◆ Extracted text
# # # # # # #

One of the terrible fates that can befall a human being is to be born intelligent or sensitive in an English slum. It is like a long, slow, exquisite torture devised by a sadistic deity from whose malevolent clutches escape is almost impossible.                                                                                                                      

I wonder if people like Anthony & Michael or Patrice & Saira or Vasily & Lena who we meet in 'The Ten Types of Human' would agree? Their stories certainly helped put my own troubles into sharp focus.

I may have my troubles but at least I didn't need to sell a child into slavery to try to make ends meet, or get duped into accepting a job in Moscow only to find that my 'Employer' was selling me into the sex trade.

(For any Ayn Rand fans out there I challenge you to read about Vasily & Lena and not think about 'We the Living)

But Dalrympole also highlights that the suicide rates decline when there are world events on... Whether it be the Iraq War or the World Cup. Would more exposure to these people's stories and a lot less Trump, Farage etc 'othering' help to put our own problems into perspective and lead to more tolerance and empathy.


Given our obsession with "Strictly" instead of celebrities looking to revive their career, perhaps we could have refugees telling their stories and people can vote whether they'd give them refuge or not.

Or instead "I'm a Celeb" being set in the Australian jungle, perhaps we could have 'I'm a Celeb get me off the refugee boat" and see if they change their far-right hate speech after the experience.

The Desert & Diamonds

In The Alchemist young Santiago lease his native Spain and crosses the desert to Egypt in search of his treasure, only to find his treasure is a little closer to home.

# # # # # # #

◆ Instructions to follow
Retype the passage on "The Ten Types of Human" word for word, starting with "Given our obsession" and going on through "refuge or not.".

(Data entries)
# # # # # # #

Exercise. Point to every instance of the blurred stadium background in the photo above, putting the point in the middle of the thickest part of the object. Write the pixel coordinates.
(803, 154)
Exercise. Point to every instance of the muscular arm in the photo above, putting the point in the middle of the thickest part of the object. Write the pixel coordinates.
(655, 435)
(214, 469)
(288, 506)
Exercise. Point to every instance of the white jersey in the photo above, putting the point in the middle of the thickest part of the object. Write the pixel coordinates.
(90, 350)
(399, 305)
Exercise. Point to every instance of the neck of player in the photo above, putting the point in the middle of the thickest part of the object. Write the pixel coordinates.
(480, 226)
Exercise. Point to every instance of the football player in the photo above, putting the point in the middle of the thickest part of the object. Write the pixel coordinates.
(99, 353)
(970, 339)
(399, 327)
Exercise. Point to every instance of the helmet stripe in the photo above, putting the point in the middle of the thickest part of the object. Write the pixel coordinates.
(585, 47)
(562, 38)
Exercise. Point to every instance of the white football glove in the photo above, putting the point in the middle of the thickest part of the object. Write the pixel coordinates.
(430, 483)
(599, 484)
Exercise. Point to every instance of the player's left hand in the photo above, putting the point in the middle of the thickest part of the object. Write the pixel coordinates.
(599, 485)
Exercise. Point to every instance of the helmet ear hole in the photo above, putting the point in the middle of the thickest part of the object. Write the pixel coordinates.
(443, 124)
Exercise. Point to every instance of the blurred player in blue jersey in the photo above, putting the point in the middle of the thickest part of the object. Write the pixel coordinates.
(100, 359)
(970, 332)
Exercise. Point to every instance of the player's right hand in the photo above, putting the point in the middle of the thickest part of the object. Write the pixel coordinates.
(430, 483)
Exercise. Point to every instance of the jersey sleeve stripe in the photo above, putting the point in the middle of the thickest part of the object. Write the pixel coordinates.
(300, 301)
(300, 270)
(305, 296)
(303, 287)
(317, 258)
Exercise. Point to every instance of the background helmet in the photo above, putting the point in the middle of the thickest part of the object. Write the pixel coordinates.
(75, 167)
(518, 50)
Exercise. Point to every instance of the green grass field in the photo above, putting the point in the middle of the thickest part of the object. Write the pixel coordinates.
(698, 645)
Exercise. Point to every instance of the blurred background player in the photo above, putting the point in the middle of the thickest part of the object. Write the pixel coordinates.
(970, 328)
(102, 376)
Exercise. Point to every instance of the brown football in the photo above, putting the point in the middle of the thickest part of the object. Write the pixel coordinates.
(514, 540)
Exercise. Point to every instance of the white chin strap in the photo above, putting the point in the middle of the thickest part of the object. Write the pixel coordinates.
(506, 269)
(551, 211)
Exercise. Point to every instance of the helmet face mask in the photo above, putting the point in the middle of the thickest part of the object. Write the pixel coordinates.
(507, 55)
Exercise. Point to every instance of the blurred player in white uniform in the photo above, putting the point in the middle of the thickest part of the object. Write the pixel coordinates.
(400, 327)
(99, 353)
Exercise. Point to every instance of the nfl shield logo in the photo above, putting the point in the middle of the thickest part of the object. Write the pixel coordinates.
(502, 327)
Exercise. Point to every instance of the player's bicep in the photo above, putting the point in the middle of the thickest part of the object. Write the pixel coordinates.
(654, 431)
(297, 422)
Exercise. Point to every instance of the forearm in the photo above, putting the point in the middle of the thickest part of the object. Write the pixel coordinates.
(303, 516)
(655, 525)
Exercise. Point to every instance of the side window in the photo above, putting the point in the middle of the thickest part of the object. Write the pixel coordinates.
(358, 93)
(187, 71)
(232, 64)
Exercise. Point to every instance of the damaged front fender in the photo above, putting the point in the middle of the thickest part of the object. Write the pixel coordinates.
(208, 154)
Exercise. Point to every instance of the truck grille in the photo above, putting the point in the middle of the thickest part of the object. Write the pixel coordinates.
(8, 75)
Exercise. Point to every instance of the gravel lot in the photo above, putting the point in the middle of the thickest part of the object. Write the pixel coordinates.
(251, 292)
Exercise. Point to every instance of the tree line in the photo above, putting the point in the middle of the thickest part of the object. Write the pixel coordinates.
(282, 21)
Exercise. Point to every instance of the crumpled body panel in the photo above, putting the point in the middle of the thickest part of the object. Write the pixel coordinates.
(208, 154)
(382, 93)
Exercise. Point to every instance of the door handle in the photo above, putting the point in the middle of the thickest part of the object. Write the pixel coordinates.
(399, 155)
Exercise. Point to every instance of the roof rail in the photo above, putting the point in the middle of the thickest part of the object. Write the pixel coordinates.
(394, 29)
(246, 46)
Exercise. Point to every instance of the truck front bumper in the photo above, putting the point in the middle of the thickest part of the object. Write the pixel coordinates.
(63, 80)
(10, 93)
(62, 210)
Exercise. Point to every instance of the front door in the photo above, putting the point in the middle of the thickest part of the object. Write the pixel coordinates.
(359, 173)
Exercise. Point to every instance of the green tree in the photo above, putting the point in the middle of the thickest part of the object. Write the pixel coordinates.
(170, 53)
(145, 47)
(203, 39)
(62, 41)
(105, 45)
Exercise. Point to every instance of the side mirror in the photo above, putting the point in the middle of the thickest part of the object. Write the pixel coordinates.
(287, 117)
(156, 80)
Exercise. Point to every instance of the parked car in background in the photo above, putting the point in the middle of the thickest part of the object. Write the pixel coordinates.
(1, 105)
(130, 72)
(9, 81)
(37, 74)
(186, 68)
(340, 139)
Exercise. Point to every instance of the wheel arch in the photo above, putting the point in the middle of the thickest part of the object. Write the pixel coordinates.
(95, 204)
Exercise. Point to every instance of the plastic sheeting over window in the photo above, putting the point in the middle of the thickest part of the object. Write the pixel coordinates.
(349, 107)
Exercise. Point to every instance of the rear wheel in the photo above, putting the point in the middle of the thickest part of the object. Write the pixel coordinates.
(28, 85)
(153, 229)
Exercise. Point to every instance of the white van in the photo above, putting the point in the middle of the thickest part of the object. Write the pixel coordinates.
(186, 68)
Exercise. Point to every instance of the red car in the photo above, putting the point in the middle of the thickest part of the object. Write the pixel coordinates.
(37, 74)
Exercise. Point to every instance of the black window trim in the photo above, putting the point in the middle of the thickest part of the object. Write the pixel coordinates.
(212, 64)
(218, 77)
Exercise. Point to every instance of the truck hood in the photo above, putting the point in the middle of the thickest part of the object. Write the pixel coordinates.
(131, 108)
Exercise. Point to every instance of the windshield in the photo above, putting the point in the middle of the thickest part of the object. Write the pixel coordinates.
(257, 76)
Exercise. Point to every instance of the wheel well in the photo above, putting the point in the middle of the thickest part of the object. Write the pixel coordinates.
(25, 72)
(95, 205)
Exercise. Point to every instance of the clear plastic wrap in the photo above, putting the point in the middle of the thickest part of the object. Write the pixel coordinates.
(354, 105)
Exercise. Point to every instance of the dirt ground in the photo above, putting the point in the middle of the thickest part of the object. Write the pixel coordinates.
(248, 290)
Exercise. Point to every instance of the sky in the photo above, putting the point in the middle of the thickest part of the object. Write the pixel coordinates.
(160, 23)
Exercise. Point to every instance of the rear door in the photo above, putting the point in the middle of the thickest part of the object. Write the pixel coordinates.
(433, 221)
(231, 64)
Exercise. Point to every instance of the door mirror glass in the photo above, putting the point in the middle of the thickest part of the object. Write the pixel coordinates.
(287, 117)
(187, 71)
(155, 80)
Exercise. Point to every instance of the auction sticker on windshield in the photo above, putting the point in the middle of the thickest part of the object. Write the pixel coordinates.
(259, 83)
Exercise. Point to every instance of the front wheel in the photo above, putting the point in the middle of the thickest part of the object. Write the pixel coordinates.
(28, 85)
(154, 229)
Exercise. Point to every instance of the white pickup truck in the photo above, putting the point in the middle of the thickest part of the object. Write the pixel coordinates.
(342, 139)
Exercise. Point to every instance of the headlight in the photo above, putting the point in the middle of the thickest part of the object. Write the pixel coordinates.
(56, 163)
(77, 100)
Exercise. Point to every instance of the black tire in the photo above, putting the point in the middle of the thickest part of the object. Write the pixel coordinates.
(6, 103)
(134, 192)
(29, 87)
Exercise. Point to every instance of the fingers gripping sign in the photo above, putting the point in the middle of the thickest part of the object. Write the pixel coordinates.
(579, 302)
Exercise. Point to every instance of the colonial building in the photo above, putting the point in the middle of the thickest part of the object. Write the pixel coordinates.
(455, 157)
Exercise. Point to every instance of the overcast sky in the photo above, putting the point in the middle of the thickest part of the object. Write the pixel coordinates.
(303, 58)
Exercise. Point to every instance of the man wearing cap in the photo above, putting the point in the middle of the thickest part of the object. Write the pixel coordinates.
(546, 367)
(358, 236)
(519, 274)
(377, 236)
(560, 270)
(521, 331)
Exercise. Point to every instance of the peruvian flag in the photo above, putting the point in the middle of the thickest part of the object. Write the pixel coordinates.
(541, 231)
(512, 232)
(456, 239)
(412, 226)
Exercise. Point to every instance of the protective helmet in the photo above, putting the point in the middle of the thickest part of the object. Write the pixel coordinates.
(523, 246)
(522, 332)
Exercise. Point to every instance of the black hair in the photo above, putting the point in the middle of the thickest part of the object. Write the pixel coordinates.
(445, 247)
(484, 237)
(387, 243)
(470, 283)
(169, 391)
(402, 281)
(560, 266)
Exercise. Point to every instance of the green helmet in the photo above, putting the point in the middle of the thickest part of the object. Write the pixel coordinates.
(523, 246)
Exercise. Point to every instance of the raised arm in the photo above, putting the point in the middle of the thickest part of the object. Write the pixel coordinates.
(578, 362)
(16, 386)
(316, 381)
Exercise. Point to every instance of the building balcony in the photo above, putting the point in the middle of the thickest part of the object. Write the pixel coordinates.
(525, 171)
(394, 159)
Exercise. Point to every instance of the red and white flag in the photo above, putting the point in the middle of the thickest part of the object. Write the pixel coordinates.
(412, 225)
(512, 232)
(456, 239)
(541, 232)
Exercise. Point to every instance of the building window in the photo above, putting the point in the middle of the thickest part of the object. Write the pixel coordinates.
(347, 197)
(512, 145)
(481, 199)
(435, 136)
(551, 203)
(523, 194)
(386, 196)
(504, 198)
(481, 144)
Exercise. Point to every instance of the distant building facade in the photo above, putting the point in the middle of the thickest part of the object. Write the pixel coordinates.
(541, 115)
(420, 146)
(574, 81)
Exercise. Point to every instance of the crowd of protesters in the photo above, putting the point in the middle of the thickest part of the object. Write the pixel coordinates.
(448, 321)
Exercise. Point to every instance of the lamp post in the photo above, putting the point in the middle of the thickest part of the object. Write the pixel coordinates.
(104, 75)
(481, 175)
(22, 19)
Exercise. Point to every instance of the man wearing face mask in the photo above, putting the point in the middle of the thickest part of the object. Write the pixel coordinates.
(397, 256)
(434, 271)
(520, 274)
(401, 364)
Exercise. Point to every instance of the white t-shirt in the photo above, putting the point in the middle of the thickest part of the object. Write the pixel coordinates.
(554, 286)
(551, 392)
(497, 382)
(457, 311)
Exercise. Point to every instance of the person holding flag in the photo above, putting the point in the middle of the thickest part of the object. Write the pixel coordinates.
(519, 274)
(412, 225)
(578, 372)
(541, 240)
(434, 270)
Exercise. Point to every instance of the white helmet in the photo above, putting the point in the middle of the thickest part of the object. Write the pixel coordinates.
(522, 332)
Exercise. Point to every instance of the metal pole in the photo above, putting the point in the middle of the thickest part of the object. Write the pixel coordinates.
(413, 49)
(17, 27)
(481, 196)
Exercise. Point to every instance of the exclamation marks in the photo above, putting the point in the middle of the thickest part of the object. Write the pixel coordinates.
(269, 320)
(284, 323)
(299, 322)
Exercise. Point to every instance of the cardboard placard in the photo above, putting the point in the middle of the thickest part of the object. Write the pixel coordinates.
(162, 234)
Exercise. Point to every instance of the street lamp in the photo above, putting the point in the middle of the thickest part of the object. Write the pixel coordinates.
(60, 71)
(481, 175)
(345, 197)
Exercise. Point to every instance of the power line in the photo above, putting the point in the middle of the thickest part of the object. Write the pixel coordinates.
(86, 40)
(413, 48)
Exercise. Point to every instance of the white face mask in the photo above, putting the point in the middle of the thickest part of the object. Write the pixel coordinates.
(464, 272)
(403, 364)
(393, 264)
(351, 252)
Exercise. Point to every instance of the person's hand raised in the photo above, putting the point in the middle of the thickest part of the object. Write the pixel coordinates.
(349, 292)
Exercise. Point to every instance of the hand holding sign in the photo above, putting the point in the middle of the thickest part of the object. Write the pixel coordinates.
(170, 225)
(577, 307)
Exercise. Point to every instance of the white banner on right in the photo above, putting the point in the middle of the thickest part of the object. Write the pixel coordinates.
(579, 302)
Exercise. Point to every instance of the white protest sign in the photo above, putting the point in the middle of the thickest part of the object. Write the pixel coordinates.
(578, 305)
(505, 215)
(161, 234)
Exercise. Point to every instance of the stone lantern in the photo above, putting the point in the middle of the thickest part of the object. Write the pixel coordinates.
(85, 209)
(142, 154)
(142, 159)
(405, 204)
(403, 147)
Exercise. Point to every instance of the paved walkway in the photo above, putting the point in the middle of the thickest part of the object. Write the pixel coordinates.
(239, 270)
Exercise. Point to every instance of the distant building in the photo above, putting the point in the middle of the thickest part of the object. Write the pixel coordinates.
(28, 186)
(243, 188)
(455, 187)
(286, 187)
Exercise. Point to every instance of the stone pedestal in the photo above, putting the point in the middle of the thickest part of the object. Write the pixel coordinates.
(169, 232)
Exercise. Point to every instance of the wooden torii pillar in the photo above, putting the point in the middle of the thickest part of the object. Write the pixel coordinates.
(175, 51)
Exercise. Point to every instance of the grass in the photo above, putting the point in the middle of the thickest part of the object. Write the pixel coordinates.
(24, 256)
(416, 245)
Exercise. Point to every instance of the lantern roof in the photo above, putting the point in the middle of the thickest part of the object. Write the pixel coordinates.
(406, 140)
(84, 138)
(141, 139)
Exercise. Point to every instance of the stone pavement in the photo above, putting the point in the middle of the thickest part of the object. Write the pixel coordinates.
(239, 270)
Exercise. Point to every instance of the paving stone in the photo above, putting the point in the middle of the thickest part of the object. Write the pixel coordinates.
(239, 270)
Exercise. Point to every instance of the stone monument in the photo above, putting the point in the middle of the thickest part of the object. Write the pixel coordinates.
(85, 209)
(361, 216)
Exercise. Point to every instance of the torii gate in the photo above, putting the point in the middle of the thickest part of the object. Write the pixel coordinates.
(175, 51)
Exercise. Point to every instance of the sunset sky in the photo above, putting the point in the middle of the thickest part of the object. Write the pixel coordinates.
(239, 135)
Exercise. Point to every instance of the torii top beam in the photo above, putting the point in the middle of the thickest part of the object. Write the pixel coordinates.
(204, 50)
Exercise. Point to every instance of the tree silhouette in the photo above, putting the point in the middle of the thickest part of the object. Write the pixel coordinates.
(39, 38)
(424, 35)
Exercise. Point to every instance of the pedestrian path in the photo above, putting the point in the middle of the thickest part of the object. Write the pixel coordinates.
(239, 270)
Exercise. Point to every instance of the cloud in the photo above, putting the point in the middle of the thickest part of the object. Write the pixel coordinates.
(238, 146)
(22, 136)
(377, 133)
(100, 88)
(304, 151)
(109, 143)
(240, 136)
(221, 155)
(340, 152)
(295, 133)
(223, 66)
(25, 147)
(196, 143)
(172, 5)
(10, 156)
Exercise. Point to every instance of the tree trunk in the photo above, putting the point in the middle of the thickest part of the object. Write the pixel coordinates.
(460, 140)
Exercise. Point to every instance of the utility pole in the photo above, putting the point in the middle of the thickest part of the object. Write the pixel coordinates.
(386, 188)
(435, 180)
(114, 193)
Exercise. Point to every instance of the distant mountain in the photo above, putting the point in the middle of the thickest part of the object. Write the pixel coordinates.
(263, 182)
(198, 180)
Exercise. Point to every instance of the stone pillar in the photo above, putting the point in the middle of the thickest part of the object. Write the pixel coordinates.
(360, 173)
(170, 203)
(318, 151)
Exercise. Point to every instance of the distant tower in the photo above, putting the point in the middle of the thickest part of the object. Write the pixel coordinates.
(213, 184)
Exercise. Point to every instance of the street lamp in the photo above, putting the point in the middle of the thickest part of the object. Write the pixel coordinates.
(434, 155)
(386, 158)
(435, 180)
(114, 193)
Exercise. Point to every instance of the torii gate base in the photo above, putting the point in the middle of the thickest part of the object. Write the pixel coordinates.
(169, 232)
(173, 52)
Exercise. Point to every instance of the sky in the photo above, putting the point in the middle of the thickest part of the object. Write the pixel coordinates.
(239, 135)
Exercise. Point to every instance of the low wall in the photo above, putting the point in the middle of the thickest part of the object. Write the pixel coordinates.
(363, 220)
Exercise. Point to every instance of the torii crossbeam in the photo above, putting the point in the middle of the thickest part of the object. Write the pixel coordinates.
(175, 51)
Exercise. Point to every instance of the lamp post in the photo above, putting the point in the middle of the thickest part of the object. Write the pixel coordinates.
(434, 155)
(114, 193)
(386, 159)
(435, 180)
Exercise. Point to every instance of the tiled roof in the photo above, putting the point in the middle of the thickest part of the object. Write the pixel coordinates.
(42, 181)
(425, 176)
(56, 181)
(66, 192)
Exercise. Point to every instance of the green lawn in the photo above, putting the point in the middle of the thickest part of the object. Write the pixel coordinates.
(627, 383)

# # # # # # #

◆ Answer to this task
Given our obsession with "Strictly" instead of celebrities looking to revive their career, perhaps we could have refugees telling their stories and people can vote whether they'd give them refuge or not.